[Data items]
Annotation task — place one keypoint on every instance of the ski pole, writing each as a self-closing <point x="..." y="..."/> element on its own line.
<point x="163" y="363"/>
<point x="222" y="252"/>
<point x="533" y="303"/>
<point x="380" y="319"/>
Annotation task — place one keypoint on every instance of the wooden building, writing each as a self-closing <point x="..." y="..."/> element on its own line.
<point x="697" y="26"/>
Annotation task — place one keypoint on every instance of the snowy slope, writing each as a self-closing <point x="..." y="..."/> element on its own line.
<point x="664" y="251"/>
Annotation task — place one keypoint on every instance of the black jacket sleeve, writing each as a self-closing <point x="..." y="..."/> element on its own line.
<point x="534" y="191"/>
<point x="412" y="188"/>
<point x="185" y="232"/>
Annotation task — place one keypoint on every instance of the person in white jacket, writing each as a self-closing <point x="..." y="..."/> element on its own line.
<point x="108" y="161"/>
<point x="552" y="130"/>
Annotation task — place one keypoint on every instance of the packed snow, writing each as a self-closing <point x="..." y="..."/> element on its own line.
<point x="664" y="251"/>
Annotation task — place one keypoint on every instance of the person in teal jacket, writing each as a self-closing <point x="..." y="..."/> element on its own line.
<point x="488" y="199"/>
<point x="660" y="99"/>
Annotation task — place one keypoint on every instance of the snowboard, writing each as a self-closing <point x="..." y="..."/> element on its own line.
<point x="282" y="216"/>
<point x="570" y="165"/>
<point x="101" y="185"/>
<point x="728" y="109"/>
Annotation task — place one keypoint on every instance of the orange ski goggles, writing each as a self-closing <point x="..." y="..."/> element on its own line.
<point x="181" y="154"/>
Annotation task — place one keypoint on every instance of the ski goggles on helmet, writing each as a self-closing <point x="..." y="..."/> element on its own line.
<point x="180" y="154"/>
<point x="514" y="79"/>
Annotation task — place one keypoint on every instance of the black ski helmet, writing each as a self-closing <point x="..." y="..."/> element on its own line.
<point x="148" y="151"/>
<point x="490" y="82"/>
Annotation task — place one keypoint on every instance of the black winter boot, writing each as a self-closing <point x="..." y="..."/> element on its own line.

Description of the task: Everything from the line with "the ski goggles" to the end of the listing above needs to be duplicated exactly, both end lines included, with nothing more.

Exercise solution:
Annotation task — place one keypoint on every instance of the ski goggles on helmet, writing each as a self-closing <point x="..." y="..."/> element on its own line.
<point x="180" y="154"/>
<point x="514" y="79"/>
Annotation task — place one keypoint on every instance of the black ski helmet, writing each as a self-closing <point x="..." y="..."/> element on its own line.
<point x="148" y="151"/>
<point x="490" y="82"/>
Annotation task — place one keypoint on every instance of the black winter boot, writing each as a self-closing <point x="..." y="..."/> element on its own line.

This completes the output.